> [Data section]:
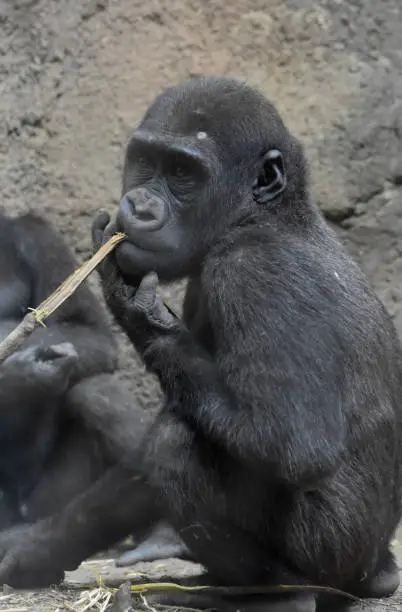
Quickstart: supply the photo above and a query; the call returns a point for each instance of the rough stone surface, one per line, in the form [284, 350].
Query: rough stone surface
[76, 76]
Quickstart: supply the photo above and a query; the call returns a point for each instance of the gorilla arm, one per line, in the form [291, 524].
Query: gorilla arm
[233, 399]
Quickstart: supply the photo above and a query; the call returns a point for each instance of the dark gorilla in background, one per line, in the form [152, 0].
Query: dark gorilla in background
[48, 454]
[277, 453]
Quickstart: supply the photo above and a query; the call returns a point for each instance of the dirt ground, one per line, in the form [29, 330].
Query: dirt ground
[76, 76]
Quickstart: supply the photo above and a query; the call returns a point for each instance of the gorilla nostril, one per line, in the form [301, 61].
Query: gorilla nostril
[141, 210]
[144, 215]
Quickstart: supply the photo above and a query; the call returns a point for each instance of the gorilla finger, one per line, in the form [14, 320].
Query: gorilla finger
[99, 225]
[146, 292]
[162, 313]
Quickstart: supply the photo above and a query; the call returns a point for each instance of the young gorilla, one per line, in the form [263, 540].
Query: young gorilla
[48, 454]
[278, 452]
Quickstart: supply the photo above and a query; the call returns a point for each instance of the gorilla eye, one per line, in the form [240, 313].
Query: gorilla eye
[179, 171]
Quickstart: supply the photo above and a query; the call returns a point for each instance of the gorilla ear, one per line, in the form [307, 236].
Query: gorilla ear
[271, 181]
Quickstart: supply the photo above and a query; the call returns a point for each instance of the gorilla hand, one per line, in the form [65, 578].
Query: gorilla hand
[140, 311]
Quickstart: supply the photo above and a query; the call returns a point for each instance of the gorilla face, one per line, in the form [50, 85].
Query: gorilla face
[196, 167]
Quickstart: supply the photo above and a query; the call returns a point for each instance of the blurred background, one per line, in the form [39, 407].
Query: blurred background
[75, 78]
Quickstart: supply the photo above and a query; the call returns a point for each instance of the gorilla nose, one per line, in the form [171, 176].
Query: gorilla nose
[142, 210]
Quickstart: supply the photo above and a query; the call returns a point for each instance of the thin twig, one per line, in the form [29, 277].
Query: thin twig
[38, 315]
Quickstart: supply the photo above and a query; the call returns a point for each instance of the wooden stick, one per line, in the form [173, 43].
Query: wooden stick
[38, 315]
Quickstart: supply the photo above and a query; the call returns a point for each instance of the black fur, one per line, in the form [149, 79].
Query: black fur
[277, 455]
[52, 459]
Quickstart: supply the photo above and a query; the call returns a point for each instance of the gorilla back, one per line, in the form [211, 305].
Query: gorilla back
[278, 453]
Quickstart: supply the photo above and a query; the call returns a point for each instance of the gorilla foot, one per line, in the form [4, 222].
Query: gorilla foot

> [Task to complete]: Every line that contains "foot" should be copied out of the data.

> [The completed task]:
Quickstart: supply the photo above and a query; the call returns a point for each instance of the gorilla foot, one per line, in the form [4, 222].
Query: gorilla foot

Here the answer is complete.